EXTRACTED TEXT:
BEGIN
Normally I average 155, 160 lb. I physically felt like I was dying every day. Nausea. I couldn't eat until the very end of my day when I would normally smoke weed and then I'd get a little bit of an appetite and I'd eat be able to eat like one meal a day. Um, so that was horrible. And I went from feeling good to just feeling like, oh my gosh, what's happening? H, you know, I'm being tested with all these different doctors for autoimmune rheumatologist, neurology, gastroenterology, primary care. They're asking me, oh, you got this, you got that, maybe you have this autoimmune disease. It was terrifying. And this was a direct result of my cannabis consumption. CHS was now. Yes, I was abusing stimulants. Yes, I was binge drinking. Yes, I vaped nicotine, too. I had other factors involved. But cannabis was the culprit behind the CHS.
Eventually, my physical health starts to erode. And and like I said, I felt good.
END
WORK ORDER 1: Rewrite the CHS account starting at "Normally I average" and ending at "behind the CHS.", changing "cannabis" to "marijuana".
WORK ORDER 2:
Answer from the CHS account:
(a) What does the speaker normally weigh?
(b) How many meals a day could the speaker eat?
(c) What does the speaker name as the culprit behind the CHS?
WORK ORDER 3: Continue the CHS account from its last sentence.
The entries have no role in this work.

LISTED RECORDS:
BEGIN
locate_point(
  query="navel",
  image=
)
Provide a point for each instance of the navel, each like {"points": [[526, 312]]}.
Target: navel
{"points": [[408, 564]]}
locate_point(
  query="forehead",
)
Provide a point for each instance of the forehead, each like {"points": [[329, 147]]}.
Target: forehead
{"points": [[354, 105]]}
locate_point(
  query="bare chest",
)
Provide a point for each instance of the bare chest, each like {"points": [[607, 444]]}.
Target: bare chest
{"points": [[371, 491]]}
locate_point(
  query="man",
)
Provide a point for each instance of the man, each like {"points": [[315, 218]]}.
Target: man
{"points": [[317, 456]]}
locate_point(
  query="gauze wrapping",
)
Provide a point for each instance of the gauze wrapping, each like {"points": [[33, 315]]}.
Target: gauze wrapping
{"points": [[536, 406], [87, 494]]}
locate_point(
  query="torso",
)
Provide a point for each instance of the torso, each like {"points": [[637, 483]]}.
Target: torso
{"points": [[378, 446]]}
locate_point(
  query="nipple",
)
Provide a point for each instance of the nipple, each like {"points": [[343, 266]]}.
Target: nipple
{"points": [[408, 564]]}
END
TASK RESPONSE 1:
Normally I average 155, 160 lb. I physically felt like I was dying every day. Nausea. I couldn't eat until the very end of my day when I would normally smoke weed and then I'd get a little bit of an appetite and I'd eat be able to eat like one meal a day. Um, so that was horrible. And I went from feeling good to just feeling like, oh my gosh, what's happening? H, you know, I'm being tested with all these different doctors for autoimmune rheumatologist, neurology, gastroenterology, primary care. They're asking me, oh, you got this, you got that, maybe you have this autoimmune disease. It was terrifying. And this was a direct result of my marijuana consumption. CHS was now. Yes, I was abusing stimulants. Yes, I was binge drinking. Yes, I vaped nicotine, too. I had other factors involved. But marijuana was the culprit behind the CHS.

TASK RESPONSE 2:
(a) 155 to 160 lb.
(b) One meal a day.
(c) Cannabis.

TASK RESPONSE 3:
And then one day, I woke up and I felt like I took a vertical stab. That was probably that CHS. All right. Now, I don't feel good physically. I'm wasting my time now because I don't have energy as much as I did. Right now my motivation and my drive are really starting to plummet and I'm my focus is just out the window. Right? You want to talk about brain fog. Now I'm worried about my health. I'm worried about when I can smoke again. I'm starting to watch my businesses struggle like trend in the direction of struggling because I'm not there anymore. I'm not as present as I used to be. I don't have that same motivation and drive that I started with and now I'm saying okay this this is becoming a problem. Then I went on to developed an acute state of psychosis. I had psychosis cannabis induced psychosis and now undeniable and this is fascinating for someone how these paper cuts added up for someone who felt for years that cannabis was benefiting them.
I loved cannabis. I loved smoking weed.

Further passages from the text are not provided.